Reading text:
+===+

First PCB design/etch. What went wrong?

Hello

Set myself a simple task to wean myself off protoboard and on to reading/creating schematics, PCB design in Eagle and etching boards at home.

The schematic, a MIDI in/out breakout board for an Arduino project.

The board layout.

Bottom layer and pads.

Mirrored mask for etching printed to reverse (emulsion) side of Press-N-Peel sheet and ironed on to single-sided copper clad laminate.

The etched board, copper side up.

So far so good? Well no ... presumably I'm supposed to solder to the copper side with the components on the reverse side ... not a problem for the MIDI sockets, 4-pin molex connector, diode and resistor but ... if the IC (a 4N25 opto-isolator) is on the other side then it's pins get reversed!

What should I have done differently? Where did my thinking go wrong? Did it not need mirroring and if not then why do all the etching guides say reverse it?!

... eh ... Ok ... thinking about it ... I didn't visualise the bottom layer as the bottom layer did I? It didn't need mirroring because it was always mirrored anyway as I was "looking through" the board if you will at the bottom layer.

+===+

Data entries:

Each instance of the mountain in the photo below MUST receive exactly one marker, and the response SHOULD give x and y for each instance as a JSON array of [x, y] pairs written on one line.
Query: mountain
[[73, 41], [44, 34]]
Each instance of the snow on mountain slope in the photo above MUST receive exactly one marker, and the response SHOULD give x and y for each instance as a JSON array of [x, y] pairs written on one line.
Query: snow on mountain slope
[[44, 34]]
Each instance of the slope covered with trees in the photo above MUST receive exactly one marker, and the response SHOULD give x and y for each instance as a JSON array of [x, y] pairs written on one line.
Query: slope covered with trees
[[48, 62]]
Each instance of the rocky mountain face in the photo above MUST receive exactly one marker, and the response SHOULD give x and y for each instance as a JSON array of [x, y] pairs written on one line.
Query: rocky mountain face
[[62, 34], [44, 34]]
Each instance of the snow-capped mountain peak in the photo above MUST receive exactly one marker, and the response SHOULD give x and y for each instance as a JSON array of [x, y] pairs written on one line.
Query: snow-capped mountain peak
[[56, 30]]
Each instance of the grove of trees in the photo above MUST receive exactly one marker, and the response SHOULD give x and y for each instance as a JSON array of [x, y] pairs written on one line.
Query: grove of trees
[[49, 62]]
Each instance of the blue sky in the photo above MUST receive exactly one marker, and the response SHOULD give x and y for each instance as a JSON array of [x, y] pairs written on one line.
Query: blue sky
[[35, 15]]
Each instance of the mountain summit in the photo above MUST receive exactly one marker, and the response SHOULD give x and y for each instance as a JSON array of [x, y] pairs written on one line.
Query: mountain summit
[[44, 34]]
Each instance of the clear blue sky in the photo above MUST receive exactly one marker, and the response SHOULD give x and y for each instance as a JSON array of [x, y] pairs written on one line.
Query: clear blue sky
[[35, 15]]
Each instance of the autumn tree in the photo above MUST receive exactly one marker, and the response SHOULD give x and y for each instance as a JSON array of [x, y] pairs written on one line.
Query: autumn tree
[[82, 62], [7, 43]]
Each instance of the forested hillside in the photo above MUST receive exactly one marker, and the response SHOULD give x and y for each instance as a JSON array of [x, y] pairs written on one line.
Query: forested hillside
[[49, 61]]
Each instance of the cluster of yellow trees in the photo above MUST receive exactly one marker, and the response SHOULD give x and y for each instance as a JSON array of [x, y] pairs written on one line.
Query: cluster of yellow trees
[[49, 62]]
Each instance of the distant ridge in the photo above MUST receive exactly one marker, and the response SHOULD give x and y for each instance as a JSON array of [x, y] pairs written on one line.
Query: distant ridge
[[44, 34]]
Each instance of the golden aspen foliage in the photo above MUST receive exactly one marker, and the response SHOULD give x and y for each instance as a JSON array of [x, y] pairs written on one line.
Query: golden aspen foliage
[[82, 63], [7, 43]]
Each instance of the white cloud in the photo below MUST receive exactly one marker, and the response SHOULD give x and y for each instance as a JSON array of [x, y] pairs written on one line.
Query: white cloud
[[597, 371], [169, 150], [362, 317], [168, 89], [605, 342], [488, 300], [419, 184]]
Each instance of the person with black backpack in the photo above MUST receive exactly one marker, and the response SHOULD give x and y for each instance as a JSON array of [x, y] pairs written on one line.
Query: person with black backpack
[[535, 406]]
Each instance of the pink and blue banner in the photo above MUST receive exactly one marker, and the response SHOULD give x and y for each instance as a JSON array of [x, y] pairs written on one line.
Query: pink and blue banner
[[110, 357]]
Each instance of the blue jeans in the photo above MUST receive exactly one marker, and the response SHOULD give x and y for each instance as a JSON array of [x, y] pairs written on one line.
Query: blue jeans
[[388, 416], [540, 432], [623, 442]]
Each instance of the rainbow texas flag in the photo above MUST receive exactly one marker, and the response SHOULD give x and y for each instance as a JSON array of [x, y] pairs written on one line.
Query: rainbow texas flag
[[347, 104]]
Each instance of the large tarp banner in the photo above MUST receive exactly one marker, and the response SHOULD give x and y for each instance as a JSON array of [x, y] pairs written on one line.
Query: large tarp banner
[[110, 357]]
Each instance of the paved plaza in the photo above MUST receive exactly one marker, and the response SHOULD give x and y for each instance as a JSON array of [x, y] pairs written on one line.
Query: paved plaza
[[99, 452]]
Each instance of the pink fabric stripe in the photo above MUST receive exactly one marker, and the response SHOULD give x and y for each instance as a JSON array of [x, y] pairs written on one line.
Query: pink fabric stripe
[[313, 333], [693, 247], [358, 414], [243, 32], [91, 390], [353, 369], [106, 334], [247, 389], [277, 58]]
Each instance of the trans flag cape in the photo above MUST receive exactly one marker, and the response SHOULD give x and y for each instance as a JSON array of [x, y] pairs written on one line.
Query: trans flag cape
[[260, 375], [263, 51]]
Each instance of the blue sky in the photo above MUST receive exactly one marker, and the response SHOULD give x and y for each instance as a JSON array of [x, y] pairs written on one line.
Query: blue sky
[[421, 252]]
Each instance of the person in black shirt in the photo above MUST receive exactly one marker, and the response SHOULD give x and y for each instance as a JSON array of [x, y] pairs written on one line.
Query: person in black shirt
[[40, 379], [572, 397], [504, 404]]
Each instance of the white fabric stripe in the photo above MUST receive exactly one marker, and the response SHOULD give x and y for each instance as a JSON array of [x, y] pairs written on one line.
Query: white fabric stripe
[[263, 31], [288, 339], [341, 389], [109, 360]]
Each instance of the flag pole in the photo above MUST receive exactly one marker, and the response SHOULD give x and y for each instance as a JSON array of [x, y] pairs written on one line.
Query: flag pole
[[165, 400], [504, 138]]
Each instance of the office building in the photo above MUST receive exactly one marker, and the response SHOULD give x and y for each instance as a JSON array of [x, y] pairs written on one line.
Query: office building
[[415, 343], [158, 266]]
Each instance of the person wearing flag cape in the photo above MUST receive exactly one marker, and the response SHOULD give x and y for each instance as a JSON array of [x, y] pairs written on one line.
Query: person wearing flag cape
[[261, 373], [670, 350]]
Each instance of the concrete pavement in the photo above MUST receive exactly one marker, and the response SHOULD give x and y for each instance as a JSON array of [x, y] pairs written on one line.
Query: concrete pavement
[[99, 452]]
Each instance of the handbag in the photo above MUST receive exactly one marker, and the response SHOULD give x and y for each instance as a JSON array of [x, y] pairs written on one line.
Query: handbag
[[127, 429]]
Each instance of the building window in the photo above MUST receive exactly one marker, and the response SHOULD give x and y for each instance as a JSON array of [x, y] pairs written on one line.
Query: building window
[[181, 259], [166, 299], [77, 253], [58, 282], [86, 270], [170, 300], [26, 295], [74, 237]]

+===+

Challenges:
- a) Copy out the PCB etching post between "The etched board, copper" and "say reverse it?!", inclusive.
- b) For each statement, answer yes or no according to the PCB etching post, quoting the words that decide it: (i) The mask was ironed onto single-sided copper clad laminate. (ii) The board was designed in KiCad. (iii) The IC on the board is a 4N25 opto-isolator.

Task results:
- a)
The etched board, copper side up.

So far so good? Well no ... presumably I'm supposed to solder to the copper side with the components on the reverse side ... not a problem for the MIDI sockets, 4-pin molex connector, diode and resistor but ... if the IC (a 4N25 opto-isolator) is on the other side then it's pins get reversed!

What should I have done differently? Where did my thinking go wrong? Did it not need mirroring and if not then why do all the etching guides say reverse it?!

- b)
(i) Yes: "ironed on to single-sided copper clad laminate"
(ii) No: "PCB design in Eagle"
(iii) Yes: "the IC (a 4N25 opto-isolator)"